Video by R.E.M.
- Released: October 26, 2010
- Recorded: March 13, 2008, Austin, Texas, United States
- Genre: Alternative rock
- Length: 70:02
- Language: English
- Label: New West
- Director: Gary Menotti

R.E.M. chronology
| This Is Not a Show (2009) | Live from Austin, TX (2010) | Collapse into Now (2011) |

R.E.M. live album chronology
| Live at The Olympia (2009) | Live from Austin, TX (2010) |  |

R.E.M. video chronology
| Live at The Olympia (2009) | Live from Austin, TX (2010) | REMTV (2014) |

= Live from Austin, TX (R.E.M. album) =

2010 video album by R.E.M.

Live from Austin, TX is a 2010 video album by R.E.M. recorded on March 13, 2008, for the television series Austin City Limits. The television broadcast aired on PBS starting March 24, 2008.

The DVD includes three songs not broadcast on the television program—"So. Central Rain (I'm Sorry)", "Fall on Me", and "Imitation of Life"; the live performance also featured "Final Straw", "Walk Unafraid", and an alternate version of "Supernatural Superserious".

==Track listing==
All songs written by Peter Buck, Mike Mills, and Michael Stipe, except where noted.
§ §
### Direction 1
Translate this sentence from the article on R.E.M.'s Live from Austin, TX into Spanish: "The television broadcast aired on PBS starting March 24, 2008."
### Direction 2
According to the article on R.E.M.'s Live from Austin, TX, who directed the video album?
### Direction 3
Continue the article on R.E.M.'s Live from Austin, TX from the point where it stops.
§ §
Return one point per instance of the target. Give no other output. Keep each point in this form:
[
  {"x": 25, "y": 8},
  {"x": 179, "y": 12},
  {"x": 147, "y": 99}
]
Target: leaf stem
§ §
### Reply 1
La transmisión televisiva se emitió en PBS a partir del 24 de marzo de 2008.

### Reply 2
Gary Menotti

### Reply 3
1. "Living Well Is the Best Revenge" – 3:24
2. "Man-Sized Wreath" – 3:01
3. "Drive" (Bill Berry, Buck, Mills, Stipe) – 5:04
4. "So. Central Rain" (Berry, Buck, Mills, Stipe) – 3:39
5. "Accelerate" – 3:47
6. "Fall on Me" (Berry, Buck, Mills, Stipe) – 3:07
7. "Hollow Man" – 3:20
8. "Electrolite" (Berry, Buck, Mills, Stipe) – 4:55
9. "Houston" – 3:07
10. "Supernatural Superserious" – 3:32
11. "Bad Day" (Berry, Buck, Mills, Stipe) – 4:40
12. "Losing My Religion" (Berry, Buck, Mills, Stipe) – 4:46
13. "I'm Gonna DJ" – 2:31
14. "Horse to Water" – 3:38
15. "Imitation of Life" – 5:21
16. "Until the Day Is Done" – 5:40
17. "Man on the Moon" (Berry, Buck, Mills, Stipe) – 6:30
Tracks 1, 2, 5, 7, 9, 10, 13, 14, 16 all taken from Accelerate.

==Reception==

The album received mixed and positive reviews.

Professional ratings
Review scores
| Source | Rating |
| DVD Verdict | Positive |
| PopMatters | 6/10 |
| Record Collector | Star |
| Sputnikmusic | 3.5/5 |
| Uncut | Star |

==Personnel==
R.E.M.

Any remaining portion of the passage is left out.